Source records below:

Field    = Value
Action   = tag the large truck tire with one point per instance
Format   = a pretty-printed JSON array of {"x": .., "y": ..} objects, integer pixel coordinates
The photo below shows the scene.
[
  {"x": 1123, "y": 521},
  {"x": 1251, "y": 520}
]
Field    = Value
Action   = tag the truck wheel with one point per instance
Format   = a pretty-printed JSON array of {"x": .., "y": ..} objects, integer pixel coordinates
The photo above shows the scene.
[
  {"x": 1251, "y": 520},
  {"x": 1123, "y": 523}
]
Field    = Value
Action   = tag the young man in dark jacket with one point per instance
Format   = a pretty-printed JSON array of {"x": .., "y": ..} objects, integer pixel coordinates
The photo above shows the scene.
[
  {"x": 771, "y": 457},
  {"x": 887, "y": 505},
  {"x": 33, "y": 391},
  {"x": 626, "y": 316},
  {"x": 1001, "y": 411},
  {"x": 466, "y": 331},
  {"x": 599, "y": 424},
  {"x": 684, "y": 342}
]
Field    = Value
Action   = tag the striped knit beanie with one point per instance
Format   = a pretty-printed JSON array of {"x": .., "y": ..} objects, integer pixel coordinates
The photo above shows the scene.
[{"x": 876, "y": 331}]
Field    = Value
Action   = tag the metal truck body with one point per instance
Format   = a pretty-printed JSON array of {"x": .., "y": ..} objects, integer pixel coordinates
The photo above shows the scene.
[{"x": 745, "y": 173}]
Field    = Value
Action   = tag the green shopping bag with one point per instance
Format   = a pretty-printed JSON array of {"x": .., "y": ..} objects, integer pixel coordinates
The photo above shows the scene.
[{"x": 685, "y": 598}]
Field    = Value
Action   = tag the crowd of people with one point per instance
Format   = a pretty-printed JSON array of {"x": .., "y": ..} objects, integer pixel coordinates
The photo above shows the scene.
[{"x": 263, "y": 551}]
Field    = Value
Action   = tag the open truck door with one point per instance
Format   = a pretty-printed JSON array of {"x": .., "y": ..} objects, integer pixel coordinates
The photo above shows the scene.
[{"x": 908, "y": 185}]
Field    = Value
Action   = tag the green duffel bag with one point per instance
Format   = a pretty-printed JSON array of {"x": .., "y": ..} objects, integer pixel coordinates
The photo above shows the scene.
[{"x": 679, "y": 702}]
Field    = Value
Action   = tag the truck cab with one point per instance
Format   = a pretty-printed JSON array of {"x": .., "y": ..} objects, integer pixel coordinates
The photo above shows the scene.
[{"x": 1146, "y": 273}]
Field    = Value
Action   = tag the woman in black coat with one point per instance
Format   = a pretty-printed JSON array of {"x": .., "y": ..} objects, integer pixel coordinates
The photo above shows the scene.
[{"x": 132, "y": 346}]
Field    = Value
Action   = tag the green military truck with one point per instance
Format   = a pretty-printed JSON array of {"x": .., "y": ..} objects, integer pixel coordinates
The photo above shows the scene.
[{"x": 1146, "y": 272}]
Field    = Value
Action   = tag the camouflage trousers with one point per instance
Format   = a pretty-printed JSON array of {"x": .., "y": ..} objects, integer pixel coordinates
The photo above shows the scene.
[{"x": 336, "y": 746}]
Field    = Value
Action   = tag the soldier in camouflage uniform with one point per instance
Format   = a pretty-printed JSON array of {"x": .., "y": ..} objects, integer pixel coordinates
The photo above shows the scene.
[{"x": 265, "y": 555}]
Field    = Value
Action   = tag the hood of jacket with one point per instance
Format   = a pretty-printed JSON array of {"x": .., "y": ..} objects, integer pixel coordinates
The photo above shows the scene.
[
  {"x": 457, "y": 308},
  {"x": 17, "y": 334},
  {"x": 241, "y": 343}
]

End of Source records.

## Task goal
Every line above carrying the word "truck" needs to be shown.

## Solution to this task
Action   = tag the large truck tire with one point per instance
Action   = tag the truck wheel with one point per instance
Action   = tag the metal truck body with one point per instance
Action   = tag the open truck door with one point per instance
Action   = tag the truck cab with one point per instance
Action   = tag the green military truck with one point per instance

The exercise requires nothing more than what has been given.